**Task brief:** Please select every line of the records below that holds the word "under", and copy each of those lines.

Point placement records
- - - - - - -
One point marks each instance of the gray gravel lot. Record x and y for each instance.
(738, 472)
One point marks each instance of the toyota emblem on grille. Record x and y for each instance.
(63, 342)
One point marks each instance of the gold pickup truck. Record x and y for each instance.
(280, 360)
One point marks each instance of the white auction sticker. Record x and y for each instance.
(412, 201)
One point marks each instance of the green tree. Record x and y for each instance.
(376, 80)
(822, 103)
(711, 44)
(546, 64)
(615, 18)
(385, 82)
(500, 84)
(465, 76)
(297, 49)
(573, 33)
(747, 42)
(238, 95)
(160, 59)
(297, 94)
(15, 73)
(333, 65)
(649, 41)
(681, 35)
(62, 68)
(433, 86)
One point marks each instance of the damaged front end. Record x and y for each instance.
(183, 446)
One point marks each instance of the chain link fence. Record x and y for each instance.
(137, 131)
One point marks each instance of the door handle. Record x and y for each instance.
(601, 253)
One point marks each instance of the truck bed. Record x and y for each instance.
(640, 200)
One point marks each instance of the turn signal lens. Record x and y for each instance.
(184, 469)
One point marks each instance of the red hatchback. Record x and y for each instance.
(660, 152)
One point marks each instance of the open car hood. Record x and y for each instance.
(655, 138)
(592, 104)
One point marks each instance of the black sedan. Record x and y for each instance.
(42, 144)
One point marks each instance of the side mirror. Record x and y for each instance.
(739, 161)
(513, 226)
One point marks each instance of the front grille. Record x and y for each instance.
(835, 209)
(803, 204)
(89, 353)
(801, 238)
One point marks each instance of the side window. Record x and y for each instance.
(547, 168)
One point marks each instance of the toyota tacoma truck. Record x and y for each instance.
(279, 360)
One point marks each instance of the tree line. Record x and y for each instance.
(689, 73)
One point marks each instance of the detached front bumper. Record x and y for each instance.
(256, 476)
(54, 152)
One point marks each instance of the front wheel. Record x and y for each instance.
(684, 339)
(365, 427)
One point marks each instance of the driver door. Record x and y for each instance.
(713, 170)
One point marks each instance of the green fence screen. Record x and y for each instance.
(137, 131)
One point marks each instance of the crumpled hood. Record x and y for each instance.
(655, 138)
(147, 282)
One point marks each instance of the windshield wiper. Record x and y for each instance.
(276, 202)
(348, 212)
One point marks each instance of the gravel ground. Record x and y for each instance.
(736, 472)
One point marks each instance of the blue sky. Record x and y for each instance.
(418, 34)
- - - - - - -
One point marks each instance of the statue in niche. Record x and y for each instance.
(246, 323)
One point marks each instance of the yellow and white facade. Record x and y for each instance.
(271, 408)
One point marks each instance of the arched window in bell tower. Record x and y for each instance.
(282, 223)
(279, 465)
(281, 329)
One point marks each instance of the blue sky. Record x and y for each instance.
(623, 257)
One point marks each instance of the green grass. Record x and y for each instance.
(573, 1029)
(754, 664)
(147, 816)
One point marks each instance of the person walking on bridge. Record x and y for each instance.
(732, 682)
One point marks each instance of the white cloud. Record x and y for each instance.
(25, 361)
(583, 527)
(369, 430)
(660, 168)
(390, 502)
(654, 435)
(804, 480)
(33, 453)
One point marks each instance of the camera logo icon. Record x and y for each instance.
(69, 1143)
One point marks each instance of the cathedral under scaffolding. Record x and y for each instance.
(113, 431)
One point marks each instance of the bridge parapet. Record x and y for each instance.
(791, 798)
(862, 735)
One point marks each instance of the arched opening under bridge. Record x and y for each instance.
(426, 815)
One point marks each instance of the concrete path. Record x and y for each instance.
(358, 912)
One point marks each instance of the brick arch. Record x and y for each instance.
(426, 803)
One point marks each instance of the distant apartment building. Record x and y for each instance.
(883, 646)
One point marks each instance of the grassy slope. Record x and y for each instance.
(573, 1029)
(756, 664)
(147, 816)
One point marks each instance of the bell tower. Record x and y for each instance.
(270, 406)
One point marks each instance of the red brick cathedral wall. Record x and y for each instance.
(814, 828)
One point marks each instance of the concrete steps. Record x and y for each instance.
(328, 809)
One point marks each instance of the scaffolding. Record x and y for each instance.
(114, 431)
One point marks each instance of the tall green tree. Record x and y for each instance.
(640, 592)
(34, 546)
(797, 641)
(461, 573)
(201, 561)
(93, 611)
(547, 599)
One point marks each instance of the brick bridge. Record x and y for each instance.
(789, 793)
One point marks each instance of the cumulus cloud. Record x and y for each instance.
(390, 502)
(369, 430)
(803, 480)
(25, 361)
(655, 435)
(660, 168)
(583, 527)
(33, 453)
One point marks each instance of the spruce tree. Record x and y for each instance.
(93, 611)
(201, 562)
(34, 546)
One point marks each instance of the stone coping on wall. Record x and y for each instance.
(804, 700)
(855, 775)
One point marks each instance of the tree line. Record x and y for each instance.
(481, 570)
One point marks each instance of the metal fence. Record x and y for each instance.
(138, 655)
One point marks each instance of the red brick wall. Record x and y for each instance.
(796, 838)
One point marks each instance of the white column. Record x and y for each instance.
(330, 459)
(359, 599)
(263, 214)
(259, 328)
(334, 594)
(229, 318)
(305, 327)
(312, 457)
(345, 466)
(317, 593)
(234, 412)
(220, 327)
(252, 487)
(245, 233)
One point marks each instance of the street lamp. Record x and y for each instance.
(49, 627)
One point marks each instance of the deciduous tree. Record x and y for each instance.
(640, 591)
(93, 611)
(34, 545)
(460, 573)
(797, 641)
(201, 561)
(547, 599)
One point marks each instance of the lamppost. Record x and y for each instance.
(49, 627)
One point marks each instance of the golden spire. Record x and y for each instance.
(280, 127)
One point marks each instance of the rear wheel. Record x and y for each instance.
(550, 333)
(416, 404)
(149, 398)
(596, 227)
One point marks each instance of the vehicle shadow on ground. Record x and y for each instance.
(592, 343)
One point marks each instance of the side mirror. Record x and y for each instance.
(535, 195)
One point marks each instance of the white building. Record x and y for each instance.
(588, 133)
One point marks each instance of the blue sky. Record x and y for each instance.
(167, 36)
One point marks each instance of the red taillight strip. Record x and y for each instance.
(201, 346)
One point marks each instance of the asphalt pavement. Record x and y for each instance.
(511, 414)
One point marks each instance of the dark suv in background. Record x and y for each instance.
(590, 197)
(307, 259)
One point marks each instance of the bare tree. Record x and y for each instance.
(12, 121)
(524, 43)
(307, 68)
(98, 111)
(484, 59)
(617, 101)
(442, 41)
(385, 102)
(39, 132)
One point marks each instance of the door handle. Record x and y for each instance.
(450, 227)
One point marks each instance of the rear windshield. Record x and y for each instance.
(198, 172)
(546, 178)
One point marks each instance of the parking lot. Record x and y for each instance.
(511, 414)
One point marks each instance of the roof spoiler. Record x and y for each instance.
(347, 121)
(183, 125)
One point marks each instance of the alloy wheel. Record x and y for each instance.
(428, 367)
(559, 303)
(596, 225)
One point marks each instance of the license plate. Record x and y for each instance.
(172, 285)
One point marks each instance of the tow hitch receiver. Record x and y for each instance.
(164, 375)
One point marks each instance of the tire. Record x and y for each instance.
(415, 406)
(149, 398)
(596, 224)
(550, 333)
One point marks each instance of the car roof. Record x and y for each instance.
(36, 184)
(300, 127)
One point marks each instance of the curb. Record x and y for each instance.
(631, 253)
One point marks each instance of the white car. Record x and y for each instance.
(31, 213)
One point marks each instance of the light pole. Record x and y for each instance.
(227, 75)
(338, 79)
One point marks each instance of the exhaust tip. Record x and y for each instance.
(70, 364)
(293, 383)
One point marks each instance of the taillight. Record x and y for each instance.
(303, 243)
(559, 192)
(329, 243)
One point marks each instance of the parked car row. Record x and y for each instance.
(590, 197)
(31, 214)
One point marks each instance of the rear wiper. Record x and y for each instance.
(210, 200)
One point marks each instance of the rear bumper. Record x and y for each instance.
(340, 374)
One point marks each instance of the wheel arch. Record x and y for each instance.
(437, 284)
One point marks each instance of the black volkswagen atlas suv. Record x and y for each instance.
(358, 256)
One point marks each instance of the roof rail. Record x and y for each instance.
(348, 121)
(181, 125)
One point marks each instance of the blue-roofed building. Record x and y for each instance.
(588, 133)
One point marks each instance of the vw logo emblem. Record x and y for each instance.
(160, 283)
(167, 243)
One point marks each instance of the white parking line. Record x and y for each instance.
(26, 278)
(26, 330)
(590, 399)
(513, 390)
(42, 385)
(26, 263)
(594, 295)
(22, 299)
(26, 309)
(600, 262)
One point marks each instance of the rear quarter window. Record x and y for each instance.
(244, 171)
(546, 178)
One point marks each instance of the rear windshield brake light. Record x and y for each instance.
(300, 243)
- - - - - - -
**Completed exercise:**
One point marks each instance of the cathedral under scaffolding. Record x and y for each instance.
One point marks each instance of the arched opening under bridge. Record x and y for each instance.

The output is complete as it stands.